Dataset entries
Start of Block

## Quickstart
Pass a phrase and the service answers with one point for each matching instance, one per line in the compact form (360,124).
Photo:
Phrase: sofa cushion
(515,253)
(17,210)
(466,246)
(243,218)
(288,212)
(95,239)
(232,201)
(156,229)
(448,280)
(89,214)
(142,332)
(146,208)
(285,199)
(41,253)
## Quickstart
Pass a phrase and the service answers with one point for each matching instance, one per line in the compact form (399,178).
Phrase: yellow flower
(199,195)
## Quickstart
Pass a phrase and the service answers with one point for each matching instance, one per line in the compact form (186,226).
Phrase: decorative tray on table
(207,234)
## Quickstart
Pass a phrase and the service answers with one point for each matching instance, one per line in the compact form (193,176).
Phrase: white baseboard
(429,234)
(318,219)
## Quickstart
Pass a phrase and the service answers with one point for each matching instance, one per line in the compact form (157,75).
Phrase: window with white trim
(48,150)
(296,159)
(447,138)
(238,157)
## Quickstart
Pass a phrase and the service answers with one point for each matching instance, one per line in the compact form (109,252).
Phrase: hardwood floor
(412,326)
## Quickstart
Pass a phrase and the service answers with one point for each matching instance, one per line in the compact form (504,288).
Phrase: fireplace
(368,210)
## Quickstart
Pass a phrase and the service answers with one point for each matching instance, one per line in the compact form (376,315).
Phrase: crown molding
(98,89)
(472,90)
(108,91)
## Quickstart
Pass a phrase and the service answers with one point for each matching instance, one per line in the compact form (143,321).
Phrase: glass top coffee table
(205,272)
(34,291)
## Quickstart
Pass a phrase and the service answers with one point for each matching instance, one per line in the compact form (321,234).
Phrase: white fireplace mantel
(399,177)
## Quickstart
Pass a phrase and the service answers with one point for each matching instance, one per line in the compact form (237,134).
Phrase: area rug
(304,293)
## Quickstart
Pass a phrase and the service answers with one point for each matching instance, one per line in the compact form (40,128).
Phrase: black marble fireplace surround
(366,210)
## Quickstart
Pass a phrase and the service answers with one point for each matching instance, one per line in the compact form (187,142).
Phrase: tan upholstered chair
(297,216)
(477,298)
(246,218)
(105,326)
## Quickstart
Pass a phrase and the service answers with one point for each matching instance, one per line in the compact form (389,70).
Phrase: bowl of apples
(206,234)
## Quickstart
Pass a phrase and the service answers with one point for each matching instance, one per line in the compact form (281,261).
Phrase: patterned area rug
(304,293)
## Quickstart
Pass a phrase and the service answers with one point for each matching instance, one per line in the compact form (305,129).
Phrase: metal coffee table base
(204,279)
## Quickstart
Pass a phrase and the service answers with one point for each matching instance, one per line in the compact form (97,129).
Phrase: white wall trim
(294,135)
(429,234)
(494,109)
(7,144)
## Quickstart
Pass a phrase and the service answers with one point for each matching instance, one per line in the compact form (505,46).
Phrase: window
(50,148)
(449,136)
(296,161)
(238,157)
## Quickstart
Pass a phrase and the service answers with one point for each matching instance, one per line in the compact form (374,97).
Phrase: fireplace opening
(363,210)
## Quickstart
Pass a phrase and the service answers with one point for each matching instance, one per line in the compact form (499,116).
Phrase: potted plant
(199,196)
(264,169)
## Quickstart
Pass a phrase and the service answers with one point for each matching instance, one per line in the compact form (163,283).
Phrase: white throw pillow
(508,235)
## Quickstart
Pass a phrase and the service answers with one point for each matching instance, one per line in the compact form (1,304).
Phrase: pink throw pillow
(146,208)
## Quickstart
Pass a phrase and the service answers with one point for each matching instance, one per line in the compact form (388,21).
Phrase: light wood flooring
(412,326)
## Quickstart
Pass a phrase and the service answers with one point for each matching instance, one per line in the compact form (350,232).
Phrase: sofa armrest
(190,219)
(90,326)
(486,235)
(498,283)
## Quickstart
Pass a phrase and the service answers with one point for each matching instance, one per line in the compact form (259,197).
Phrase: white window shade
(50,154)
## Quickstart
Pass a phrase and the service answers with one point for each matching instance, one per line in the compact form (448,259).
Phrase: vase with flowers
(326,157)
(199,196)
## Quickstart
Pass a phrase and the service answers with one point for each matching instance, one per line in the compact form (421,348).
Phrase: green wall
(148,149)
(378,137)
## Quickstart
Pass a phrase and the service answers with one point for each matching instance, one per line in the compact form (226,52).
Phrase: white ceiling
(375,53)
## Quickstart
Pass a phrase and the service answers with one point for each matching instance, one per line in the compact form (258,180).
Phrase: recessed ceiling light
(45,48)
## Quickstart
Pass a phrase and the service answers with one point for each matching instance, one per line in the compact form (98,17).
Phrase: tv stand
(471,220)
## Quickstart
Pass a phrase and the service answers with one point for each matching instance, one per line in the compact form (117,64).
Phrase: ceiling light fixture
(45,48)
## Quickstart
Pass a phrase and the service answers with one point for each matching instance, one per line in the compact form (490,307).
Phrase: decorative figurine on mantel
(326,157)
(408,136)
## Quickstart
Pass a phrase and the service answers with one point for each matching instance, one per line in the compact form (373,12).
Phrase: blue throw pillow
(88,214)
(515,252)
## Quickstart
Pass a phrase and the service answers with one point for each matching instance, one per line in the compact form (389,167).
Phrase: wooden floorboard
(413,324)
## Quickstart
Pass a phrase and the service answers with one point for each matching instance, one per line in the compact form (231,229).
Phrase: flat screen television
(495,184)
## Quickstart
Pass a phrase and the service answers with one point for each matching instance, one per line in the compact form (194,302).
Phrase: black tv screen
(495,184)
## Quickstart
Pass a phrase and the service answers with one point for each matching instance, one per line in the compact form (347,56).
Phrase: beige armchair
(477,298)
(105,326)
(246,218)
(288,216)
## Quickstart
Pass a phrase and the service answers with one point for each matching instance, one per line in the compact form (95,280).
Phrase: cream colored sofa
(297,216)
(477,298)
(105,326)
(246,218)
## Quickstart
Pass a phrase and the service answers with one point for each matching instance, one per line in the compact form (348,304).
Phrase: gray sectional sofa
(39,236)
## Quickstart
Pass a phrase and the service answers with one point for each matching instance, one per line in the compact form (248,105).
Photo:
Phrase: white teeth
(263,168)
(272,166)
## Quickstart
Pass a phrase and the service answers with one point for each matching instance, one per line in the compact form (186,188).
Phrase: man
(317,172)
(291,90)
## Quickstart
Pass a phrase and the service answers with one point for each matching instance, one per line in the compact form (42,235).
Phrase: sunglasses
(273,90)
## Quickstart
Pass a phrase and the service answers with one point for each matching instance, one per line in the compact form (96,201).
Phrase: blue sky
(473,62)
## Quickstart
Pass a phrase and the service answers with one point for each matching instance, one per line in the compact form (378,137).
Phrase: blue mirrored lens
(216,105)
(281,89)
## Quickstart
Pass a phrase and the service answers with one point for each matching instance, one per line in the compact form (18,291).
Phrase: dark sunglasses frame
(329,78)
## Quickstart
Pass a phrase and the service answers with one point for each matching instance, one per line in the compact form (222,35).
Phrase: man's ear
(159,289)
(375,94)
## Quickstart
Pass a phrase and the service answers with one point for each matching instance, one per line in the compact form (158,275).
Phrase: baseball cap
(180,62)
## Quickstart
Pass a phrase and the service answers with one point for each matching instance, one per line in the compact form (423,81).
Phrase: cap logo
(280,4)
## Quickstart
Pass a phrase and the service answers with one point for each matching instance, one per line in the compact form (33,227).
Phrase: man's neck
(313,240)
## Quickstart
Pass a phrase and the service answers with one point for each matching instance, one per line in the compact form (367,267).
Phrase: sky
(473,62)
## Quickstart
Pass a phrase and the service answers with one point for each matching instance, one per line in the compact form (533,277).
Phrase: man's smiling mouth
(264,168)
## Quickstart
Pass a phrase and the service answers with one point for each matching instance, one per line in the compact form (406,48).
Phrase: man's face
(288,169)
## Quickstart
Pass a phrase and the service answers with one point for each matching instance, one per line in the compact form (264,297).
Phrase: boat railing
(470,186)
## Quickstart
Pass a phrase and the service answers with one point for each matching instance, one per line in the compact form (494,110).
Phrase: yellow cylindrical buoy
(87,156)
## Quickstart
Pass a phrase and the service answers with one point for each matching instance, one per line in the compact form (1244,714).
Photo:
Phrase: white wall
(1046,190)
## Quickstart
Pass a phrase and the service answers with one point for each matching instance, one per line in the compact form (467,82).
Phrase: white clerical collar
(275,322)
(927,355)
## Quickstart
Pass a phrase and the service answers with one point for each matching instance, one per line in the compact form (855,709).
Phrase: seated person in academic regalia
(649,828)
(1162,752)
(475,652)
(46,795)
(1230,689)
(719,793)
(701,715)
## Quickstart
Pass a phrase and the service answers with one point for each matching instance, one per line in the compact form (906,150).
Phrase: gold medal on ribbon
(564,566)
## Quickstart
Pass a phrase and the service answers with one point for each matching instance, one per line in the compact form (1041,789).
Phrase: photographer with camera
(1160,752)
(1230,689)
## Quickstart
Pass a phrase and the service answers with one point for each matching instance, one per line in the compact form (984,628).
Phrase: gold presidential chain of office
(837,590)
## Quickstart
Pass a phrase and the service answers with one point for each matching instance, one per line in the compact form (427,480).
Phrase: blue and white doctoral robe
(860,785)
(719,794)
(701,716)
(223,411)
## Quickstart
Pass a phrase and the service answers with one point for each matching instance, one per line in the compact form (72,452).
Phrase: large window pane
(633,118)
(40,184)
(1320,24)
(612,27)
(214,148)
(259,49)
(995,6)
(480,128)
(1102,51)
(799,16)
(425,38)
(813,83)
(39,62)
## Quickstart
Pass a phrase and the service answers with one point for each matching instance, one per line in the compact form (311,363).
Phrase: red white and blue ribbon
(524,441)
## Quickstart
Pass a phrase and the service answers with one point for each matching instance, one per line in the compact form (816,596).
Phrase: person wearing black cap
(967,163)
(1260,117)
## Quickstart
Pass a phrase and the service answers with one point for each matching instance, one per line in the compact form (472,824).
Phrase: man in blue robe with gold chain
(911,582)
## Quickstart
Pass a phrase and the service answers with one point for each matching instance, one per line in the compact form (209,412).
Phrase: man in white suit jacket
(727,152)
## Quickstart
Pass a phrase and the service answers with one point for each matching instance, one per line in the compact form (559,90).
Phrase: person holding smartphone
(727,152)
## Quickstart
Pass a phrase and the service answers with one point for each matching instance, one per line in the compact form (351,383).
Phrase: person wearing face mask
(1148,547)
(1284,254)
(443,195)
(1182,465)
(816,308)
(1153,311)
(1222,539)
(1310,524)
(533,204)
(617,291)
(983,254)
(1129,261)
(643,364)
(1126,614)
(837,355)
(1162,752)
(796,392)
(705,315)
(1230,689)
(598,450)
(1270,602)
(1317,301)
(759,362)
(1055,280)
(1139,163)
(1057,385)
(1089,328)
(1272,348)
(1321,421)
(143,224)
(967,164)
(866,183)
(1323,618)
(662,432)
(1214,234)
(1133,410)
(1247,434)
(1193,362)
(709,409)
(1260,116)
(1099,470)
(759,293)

End of Block

Using the data above, repeat exactly the lines that begin at the line with "Phrase: photographer with camera" and end at the line with "compact form (72,452).", both ends included.

Phrase: photographer with camera
(1160,752)
(1230,689)
## Quickstart
Pass a phrase and the service answers with one point for each matching instance, one per line in the compact form (984,628).
Phrase: gold presidential chain of office
(837,590)
## Quickstart
Pass a phrase and the service answers with one point for each matching instance, one per line in the compact form (427,480).
Phrase: blue and white doctoral robe
(860,785)
(719,794)
(701,716)
(223,411)
## Quickstart
Pass a phrase and the service answers with one point for each matching instance, one per line in the compact form (72,452).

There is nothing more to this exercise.